*What you are asked to do*. Rewrite every one of the records with "in this photo" swapped for "in this picture" and all else unchanged. Omit the pictures from your answer.

(Object point labels)
▶

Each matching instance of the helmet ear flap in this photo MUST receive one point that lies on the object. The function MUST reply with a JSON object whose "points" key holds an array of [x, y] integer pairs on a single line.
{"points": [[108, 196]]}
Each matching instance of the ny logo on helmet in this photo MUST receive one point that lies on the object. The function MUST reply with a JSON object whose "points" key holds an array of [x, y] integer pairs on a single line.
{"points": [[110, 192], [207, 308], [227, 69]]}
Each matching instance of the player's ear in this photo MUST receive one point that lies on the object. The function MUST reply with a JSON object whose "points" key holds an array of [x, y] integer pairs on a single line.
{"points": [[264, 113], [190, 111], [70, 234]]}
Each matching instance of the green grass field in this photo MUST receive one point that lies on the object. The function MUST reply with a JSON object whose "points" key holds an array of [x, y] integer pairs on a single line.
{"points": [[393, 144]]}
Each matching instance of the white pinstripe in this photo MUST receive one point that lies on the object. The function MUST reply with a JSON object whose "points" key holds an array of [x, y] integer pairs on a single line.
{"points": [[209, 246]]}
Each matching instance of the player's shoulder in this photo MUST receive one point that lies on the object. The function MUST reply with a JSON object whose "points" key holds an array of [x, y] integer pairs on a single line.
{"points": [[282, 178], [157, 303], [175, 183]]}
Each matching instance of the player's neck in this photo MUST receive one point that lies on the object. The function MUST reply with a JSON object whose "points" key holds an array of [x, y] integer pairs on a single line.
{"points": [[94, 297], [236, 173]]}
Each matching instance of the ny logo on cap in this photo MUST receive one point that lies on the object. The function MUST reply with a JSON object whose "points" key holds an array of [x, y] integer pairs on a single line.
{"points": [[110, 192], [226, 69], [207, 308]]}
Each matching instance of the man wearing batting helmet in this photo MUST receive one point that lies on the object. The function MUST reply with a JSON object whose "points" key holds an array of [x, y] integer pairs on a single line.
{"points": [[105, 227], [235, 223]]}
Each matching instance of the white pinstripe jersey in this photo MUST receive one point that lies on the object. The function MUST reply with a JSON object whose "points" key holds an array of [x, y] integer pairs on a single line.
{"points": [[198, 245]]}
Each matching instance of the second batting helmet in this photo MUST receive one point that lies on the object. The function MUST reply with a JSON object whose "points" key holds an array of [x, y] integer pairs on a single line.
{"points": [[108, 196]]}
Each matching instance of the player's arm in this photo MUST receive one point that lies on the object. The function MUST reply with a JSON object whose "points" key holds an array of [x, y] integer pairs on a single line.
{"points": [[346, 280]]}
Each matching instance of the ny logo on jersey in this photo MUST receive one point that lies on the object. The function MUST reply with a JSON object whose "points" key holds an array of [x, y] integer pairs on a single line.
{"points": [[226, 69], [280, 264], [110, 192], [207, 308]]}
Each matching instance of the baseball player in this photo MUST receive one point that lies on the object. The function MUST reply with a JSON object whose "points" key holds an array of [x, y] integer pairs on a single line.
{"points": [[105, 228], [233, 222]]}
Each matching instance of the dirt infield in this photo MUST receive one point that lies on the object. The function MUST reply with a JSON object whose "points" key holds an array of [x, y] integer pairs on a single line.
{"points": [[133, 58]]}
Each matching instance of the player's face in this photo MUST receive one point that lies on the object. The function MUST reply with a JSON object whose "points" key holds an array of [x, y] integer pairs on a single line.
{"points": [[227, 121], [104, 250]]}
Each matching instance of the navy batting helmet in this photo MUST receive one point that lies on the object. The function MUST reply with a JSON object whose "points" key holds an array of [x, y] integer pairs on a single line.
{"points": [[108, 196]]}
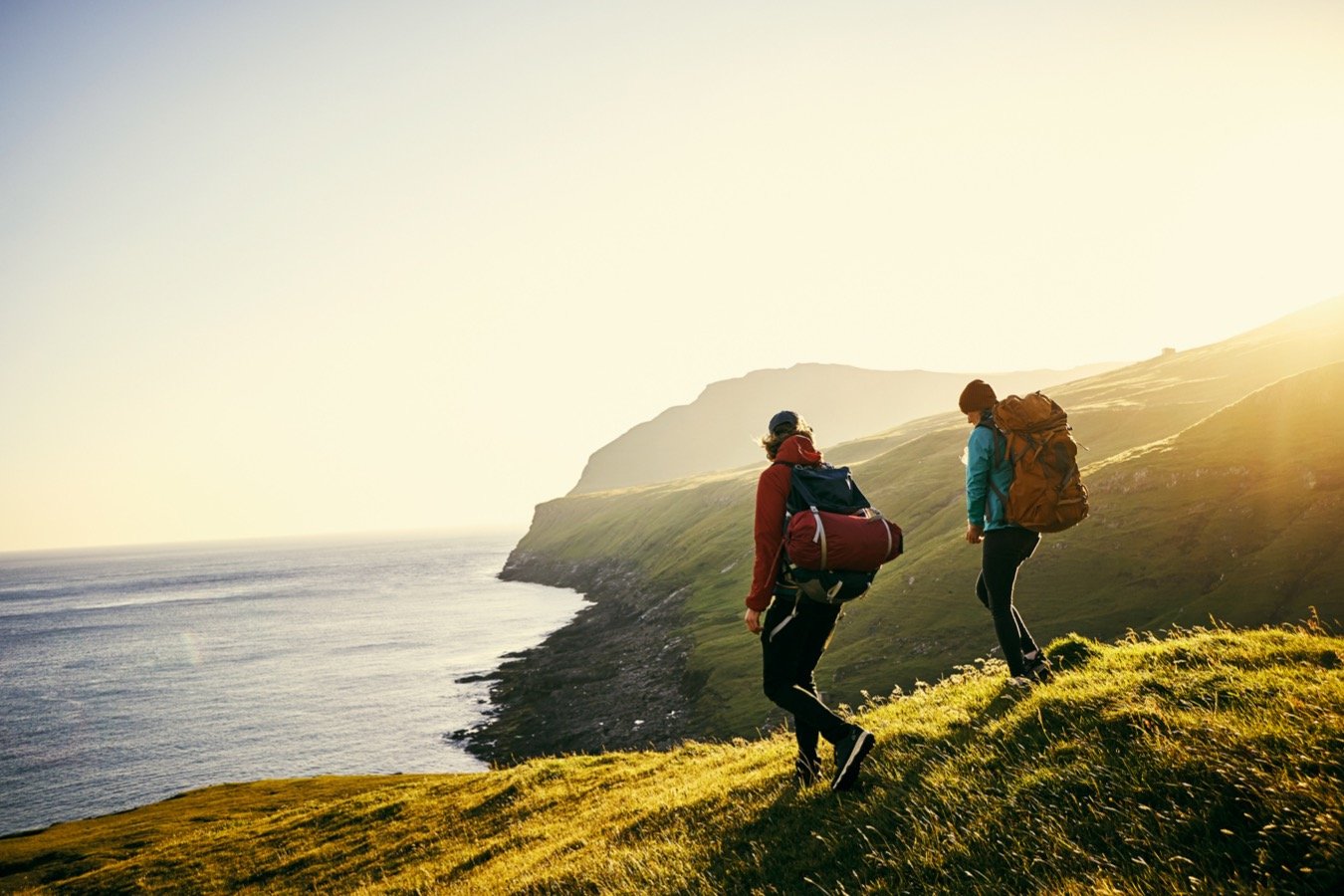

◀

*Output of the task*.
Each matching instance of the helmet ear flap in this picture MUST receive one point that lies on the object. The function MUST reply with a JSON object whose "points" key holds an array of [x, y] integer pairs on a single line.
{"points": [[108, 196]]}
Each matching instance of the ny logo on helmet in this picture MUST receive one point that lies on the object. The function MUST reply with a JSON object whose "points" key holds an array of [x, y] integer pairs on a single line.
{"points": [[110, 192], [207, 308], [227, 69]]}
Each matching instance of the player's ear in this picture MUST receive one point that lies on the object. The function MUST reply with a JSON object whose "points" key holds an array of [x, y] integer pairs on a single line.
{"points": [[264, 113], [190, 111], [70, 234]]}
Each matching instance of the green grass field in this picture MUST receive one point that lies on the object. The function MUST reply with a JSON object whose "points" key holds an array of [x, y] integer pairs on a single line.
{"points": [[393, 144]]}
Each matching instance of the white pinstripe in this picture MUST receive one point that lies on the object. The function MUST reply with a JSON object whose "points" key holds an array of [x, y] integer pairs on a single line.
{"points": [[209, 246]]}
Each matching instance of the player's shoulder in this picture MUST receive one point that lies on the object. The function MUST reply with a JSON object whose "points" key holds an array of [x, y] integer pairs on a single line.
{"points": [[282, 178], [157, 303], [175, 183]]}
Each matching instance of the player's neck in this picture MUST receive one point that lies on the object. The function MUST reply with a JSON object whose "points" key holds an array of [x, y] integer pairs on a single line.
{"points": [[94, 297], [236, 173]]}
Each matching instance of the ny logo on cap in this picture MUST receive one point that lies on the object. The function MUST reply with a JSON object whose "points" key holds an array of [x, y] integer pairs on a single line.
{"points": [[110, 192], [226, 69], [207, 308]]}
Each matching instance of the man wearing batting helmet in this picture MUST receive one point that lies on the object. The function MUST reply with a JSON object whose "points" key holds an array of [x, y] integer pairs on a single line.
{"points": [[105, 227], [235, 223]]}
Each matching instance of the white pinstripe jersey in this picture MUST receive one point that lies on the object. The function MUST reply with a JSON object whose "points" key holds an array of [x, y] integer pairs on a single line.
{"points": [[198, 245]]}
Each matching instance of the second batting helmet in this picture MUST receive one point that lies on the object. The function MUST reply with a JSON object whose "points" key holds an array of [x, y] integer pairs on a single line.
{"points": [[108, 196]]}
Each matching instance of the player's arm in this picture MUST receive one point that lies on the object. The function MUST reply with a JSON object whose "points" key holds an array of [x, y] integer pairs on a single line.
{"points": [[346, 280]]}
Each matching instance of the ny logo on jersey in this picture MUST receive one point that lies on the object. The function MUST reply with a JSON object whose "points" key holds an array of [x, y] integer pairs on a single line.
{"points": [[226, 69], [280, 264], [110, 192], [207, 308]]}
Each matching instance of the baseball player in this picture MUST receive one point that lies on the object. The function MUST reply with a JSON object whose "points" key holds an array of [x, y] integer pairs on a single line.
{"points": [[105, 228], [233, 222]]}
Each matching instance of the dirt infield in this picture MUST receive one point that lies on the object. The function MUST reply with a JSON object whose "points" key holds an array of [x, y] integer pairs on a single line.
{"points": [[133, 58]]}
Each matching instance of the player's face in this picture MUST receive one point that lies on the object. The function MUST reply with a JSON object whose "points" key holds an array of [x, y] integer pairs on a single line.
{"points": [[227, 121], [104, 250]]}
Each matching instance of the navy batting helmet in this picture MUST receive one point that lies on the object. The function MUST reply with a JSON object whose "points" key holds an array of [x, y] integer pairs on a single line.
{"points": [[108, 196]]}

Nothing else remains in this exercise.